Point localization data:
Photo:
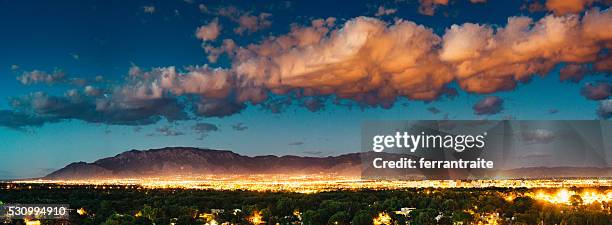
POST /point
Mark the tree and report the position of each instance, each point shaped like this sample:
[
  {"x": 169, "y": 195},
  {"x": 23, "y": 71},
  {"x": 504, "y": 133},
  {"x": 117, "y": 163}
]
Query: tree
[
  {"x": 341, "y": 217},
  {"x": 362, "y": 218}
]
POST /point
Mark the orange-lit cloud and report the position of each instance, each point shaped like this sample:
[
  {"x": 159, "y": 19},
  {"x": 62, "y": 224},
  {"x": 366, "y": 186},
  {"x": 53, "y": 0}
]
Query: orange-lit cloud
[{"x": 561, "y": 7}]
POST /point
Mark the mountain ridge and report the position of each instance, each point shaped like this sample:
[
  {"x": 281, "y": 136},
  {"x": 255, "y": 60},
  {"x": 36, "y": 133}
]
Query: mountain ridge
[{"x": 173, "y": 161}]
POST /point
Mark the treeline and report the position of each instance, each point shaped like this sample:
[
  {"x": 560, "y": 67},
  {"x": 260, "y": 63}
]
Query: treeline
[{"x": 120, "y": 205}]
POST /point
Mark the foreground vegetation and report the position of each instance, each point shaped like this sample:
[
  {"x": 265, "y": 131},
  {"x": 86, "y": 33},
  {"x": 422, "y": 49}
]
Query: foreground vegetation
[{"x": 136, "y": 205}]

Exercise brief: Every line above in which the word "position" occurs needs to be copied.

Answer to the exercise:
Mark the tree and report the position of each instance, each point shaped like this sample:
Mark the orange-lit cloud and report the position of each instance, each point shaped like this sample:
Mark the mountain ridge and report the position of each instance, each point shaped like this sample:
Mark the treeline and report the position of each instance, each point shaped like this sample:
Mark the foreground vegetation and report the position of each instance, each point shaped like this sample:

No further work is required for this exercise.